> _TO DO_:
Lines before the one containing "Query: pink flower head" are left out; that line and every line after it, through the end of the records, are to be reproduced exactly.

[Dataset entries]
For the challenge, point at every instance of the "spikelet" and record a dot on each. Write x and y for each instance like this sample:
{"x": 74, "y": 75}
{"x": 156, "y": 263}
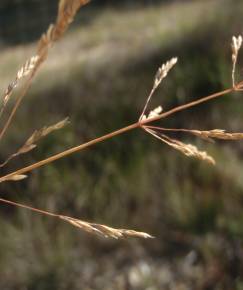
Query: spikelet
{"x": 187, "y": 149}
{"x": 24, "y": 71}
{"x": 16, "y": 177}
{"x": 235, "y": 45}
{"x": 153, "y": 113}
{"x": 104, "y": 230}
{"x": 160, "y": 75}
{"x": 215, "y": 134}
{"x": 163, "y": 71}
{"x": 30, "y": 144}
{"x": 66, "y": 12}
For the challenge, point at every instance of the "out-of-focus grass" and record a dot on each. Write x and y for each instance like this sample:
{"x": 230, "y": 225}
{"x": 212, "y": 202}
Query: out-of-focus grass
{"x": 99, "y": 75}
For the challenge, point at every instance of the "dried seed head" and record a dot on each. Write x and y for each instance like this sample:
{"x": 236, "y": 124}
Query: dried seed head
{"x": 187, "y": 149}
{"x": 163, "y": 71}
{"x": 30, "y": 144}
{"x": 104, "y": 230}
{"x": 16, "y": 177}
{"x": 236, "y": 45}
{"x": 24, "y": 71}
{"x": 152, "y": 114}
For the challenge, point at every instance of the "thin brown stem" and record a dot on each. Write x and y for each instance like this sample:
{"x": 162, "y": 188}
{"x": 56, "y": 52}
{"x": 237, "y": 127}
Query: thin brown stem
{"x": 113, "y": 134}
{"x": 28, "y": 207}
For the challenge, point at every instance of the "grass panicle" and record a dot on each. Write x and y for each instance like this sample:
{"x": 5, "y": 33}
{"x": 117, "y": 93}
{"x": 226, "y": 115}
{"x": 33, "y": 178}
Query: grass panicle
{"x": 66, "y": 13}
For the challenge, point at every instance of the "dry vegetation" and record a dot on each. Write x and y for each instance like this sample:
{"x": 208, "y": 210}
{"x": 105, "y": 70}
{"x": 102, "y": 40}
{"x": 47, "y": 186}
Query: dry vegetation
{"x": 66, "y": 13}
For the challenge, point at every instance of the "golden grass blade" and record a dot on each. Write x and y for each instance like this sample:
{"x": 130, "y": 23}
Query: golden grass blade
{"x": 67, "y": 11}
{"x": 187, "y": 149}
{"x": 104, "y": 230}
{"x": 206, "y": 135}
{"x": 92, "y": 228}
{"x": 24, "y": 71}
{"x": 217, "y": 134}
{"x": 236, "y": 45}
{"x": 16, "y": 177}
{"x": 160, "y": 75}
{"x": 30, "y": 144}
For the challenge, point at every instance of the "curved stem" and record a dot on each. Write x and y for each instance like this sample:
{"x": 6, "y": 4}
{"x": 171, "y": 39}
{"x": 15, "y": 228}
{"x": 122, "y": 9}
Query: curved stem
{"x": 115, "y": 133}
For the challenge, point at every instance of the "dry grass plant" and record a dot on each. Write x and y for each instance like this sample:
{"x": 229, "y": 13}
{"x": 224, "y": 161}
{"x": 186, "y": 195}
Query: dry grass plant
{"x": 66, "y": 12}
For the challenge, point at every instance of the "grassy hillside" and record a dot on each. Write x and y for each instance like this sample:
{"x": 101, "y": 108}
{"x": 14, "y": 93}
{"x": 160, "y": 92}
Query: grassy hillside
{"x": 99, "y": 75}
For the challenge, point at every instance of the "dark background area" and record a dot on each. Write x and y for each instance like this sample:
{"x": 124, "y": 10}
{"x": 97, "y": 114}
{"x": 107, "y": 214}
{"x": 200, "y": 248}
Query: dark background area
{"x": 99, "y": 75}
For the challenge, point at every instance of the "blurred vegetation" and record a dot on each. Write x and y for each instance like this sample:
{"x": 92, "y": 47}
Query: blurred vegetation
{"x": 99, "y": 75}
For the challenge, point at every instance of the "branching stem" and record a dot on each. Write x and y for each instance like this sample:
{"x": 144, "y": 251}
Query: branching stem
{"x": 115, "y": 133}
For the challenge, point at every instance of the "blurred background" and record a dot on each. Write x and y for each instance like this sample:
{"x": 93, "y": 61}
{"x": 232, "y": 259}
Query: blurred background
{"x": 99, "y": 75}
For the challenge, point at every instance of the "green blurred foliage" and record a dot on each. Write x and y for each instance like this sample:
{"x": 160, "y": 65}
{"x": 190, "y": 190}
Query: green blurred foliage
{"x": 103, "y": 73}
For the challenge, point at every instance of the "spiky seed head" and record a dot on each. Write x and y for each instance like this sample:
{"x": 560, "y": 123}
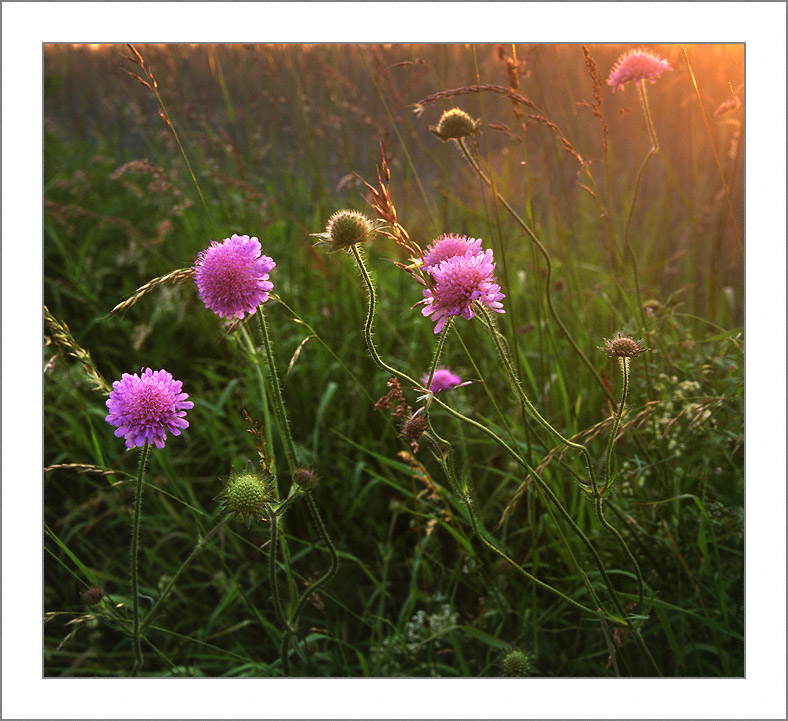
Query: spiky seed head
{"x": 455, "y": 124}
{"x": 247, "y": 496}
{"x": 306, "y": 478}
{"x": 622, "y": 347}
{"x": 347, "y": 228}
{"x": 92, "y": 595}
{"x": 516, "y": 664}
{"x": 414, "y": 426}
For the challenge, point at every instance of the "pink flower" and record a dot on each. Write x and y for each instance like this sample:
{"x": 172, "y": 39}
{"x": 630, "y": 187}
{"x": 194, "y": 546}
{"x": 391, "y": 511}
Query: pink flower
{"x": 637, "y": 65}
{"x": 458, "y": 281}
{"x": 449, "y": 245}
{"x": 144, "y": 408}
{"x": 232, "y": 276}
{"x": 442, "y": 380}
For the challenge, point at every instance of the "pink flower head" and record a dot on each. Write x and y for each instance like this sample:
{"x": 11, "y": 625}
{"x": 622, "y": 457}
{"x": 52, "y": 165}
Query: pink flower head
{"x": 442, "y": 380}
{"x": 450, "y": 245}
{"x": 232, "y": 276}
{"x": 458, "y": 282}
{"x": 144, "y": 407}
{"x": 637, "y": 65}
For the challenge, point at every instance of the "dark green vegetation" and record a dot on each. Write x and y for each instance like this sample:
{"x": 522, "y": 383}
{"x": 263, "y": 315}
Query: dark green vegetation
{"x": 274, "y": 136}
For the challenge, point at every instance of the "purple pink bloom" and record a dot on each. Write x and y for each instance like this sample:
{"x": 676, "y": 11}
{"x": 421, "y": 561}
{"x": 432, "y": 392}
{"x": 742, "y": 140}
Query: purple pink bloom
{"x": 144, "y": 407}
{"x": 442, "y": 380}
{"x": 232, "y": 276}
{"x": 637, "y": 65}
{"x": 450, "y": 245}
{"x": 457, "y": 282}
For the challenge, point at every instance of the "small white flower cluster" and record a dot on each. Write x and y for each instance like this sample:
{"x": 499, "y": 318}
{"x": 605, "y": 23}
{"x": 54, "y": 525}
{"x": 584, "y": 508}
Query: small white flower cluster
{"x": 407, "y": 656}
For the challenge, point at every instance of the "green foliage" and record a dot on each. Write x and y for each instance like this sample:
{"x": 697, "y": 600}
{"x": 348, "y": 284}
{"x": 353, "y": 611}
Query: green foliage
{"x": 274, "y": 136}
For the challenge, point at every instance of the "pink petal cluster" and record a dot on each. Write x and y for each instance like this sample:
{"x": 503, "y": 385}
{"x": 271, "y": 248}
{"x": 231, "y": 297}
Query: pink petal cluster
{"x": 449, "y": 245}
{"x": 457, "y": 282}
{"x": 144, "y": 407}
{"x": 232, "y": 276}
{"x": 637, "y": 65}
{"x": 442, "y": 380}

> _TASK OUTPUT_:
Query: pink flower head
{"x": 442, "y": 380}
{"x": 450, "y": 245}
{"x": 232, "y": 276}
{"x": 458, "y": 282}
{"x": 144, "y": 407}
{"x": 637, "y": 65}
For the challenge, point at every instance of the "dark green vegetation" and record a dot on each. Write x and y for each instance like this sample:
{"x": 522, "y": 383}
{"x": 263, "y": 315}
Query: dark green vegetation
{"x": 274, "y": 136}
For the challenge, point at every instance of the "purple pink bloom" and record a dot on each. Write x and y for each instance like this sample:
{"x": 676, "y": 11}
{"x": 421, "y": 561}
{"x": 432, "y": 392}
{"x": 742, "y": 140}
Query: purple pink bloom
{"x": 144, "y": 407}
{"x": 442, "y": 380}
{"x": 232, "y": 276}
{"x": 637, "y": 65}
{"x": 450, "y": 245}
{"x": 457, "y": 282}
For the challenge, point at every instance of the "small white flower cluster" and record a dot on each. Write x and y for each instance like this sample:
{"x": 499, "y": 318}
{"x": 605, "y": 23}
{"x": 54, "y": 525}
{"x": 584, "y": 508}
Query: small white flower cluster
{"x": 407, "y": 656}
For the challenge, point at every instance of the "green foliage" and record a dot on each. Write x and y for each instance like this sample:
{"x": 697, "y": 600}
{"x": 348, "y": 284}
{"x": 353, "y": 611}
Query: green foliage
{"x": 274, "y": 136}
For the challenge, point at every instance of the "pink petal cluster" and record a dot on each. Write x and y for each instance like this sample:
{"x": 503, "y": 385}
{"x": 271, "y": 248}
{"x": 231, "y": 297}
Query: pink petal cluster
{"x": 449, "y": 245}
{"x": 457, "y": 282}
{"x": 144, "y": 407}
{"x": 232, "y": 276}
{"x": 637, "y": 65}
{"x": 442, "y": 380}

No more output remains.